• [Work request]
Answer these questions using the article below about a cancer research institute adopting SPSS software.
(a) Which two SPSS solutions will the institute use?
(b) What position does Dr. Petra Scheffer hold?
(c) What is Dr. Liebman's long-term goal for LexiQuest Mine?

Passage for review Start Marker

The University of Pennsylvania’s Abramson Family Cancer Research Institute has adopted SPSS’s integrated data mining and text mining solution. The Abramson Family Cancer Research Institute will be using Clementine and LexiQuest Mine solutions to analyze disease processes, with the objective of improving patient outcomes.
“The goal of our research is to understand how the interaction of genetic and environmental factors turns a genetic predisposition into active disease,” said Dr. Michael N. Liebman, the institute’s director of Computational Biology and BioMedical Informatics. “Based on our findings, we want to develop a methodology to improve patient care and gain a better understanding of the process of developing new diagnostics and therapies.”
Advances in analytical software have redefined research methodologies for the life sciences. As scientists have leveraged new technologies for capturing and evaluating large volumes of data, the speed and accuracy of their research has increased. Dr. Liebman selected SPSS’s data mining and text mining technology because the ability to combine both types of data provides the best chance for advances in research.
Dr. Liebman and his colleagues are using the Clementine data mining workbench to help identify early risk and clinical factors that could lead to more effectively diagnosing and treating cancer. The research is focused on discovering the relationships between factors that determine the onset of a disease.
By using these computational models, the institute can assess the impact of different therapeutic interventions. As Dr. Liebman’s team discovers successful processes for treating cancer, they will convert these methods into applications that can be generalized so that other researchers may use them. “We want to build an infrastructure that will enable us to automate the process and apply it to other diseases,” said Dr. Liebman.
“The combination of Clementine’s modeling techniques and its outstanding flexibility for integrating different types of data — biochemical, genetic, clinical, and family history data, among others — makes it the perfect solution for scientific research, where predictive analysis can be utilized for pattern discovery and recognition,” said Dr. Petra Scheffer, senior marketing manager for SPSS Inc.’s science practice.
SPSS Inc.’s text mining solution, LexiQuest Mine, is being used to quickly extract and analyze important concepts contained in thousands of scientific articles and patents in order to better understand the relationships between diseases. Since the intelligence is presented graphically, LexiQuest Mine facilitates easy, efficient discovery of obscure or emerging patterns hidden within massive amounts of information. Dr. Liebman’s long-term goal is to use LexiQuest Mine to build an ontology of disease progression.
“Previously, we could not process all existing disease research literature in a uniform manner,” explained Dr. Liebman. “Through its visual-map interface, LexiQuest Mine provides us with insight that goes beyond standard search tools. By leveraging text mining, we’re confident that we will discover previously overlooked relationships and make observations about issues that haven’t been fully explored in the past.”
With the integration of Clementine and LexiQuest Mine, Dr. Liebman and his researchers can access text mining from the Clementine user interface and incorporate text data into the regular flow of the data mining process. The Clementine-LexiQuest Mine combination will assist his researchers with uncovering unknown patterns and associations, and enable them to make better predictions based on all of the available information. According to Dr. Liebman, “Major research advances won’t be coming from just genomics, they’ll arise from the clinical side, as well.”

Passage for review End Marker
Extracted material Start Marker

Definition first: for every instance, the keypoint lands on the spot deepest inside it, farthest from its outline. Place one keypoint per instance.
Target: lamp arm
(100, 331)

Extracted material End Marker
Extracted material Start Marker

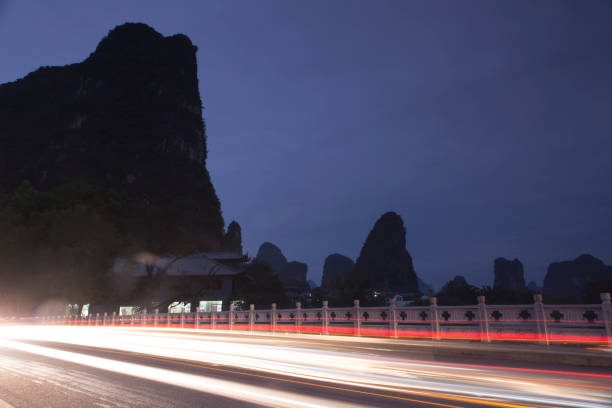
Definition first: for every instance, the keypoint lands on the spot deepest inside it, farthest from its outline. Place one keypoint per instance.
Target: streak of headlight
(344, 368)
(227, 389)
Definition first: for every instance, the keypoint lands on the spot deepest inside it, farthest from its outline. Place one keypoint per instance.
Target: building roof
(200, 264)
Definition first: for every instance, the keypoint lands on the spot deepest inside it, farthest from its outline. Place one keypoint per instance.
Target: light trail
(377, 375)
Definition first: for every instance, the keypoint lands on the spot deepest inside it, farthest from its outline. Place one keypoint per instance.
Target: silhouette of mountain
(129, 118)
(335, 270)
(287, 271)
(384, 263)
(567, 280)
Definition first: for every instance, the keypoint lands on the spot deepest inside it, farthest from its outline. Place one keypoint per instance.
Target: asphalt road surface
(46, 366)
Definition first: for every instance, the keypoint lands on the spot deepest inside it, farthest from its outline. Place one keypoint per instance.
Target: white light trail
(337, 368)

Extracted material End Marker

• [Result for this exercise]
(a) Clementine and LexiQuest Mine.
(b) She is senior marketing manager for SPSS Inc.'s science practice.
(c) He aims to use it to build an ontology of disease progression.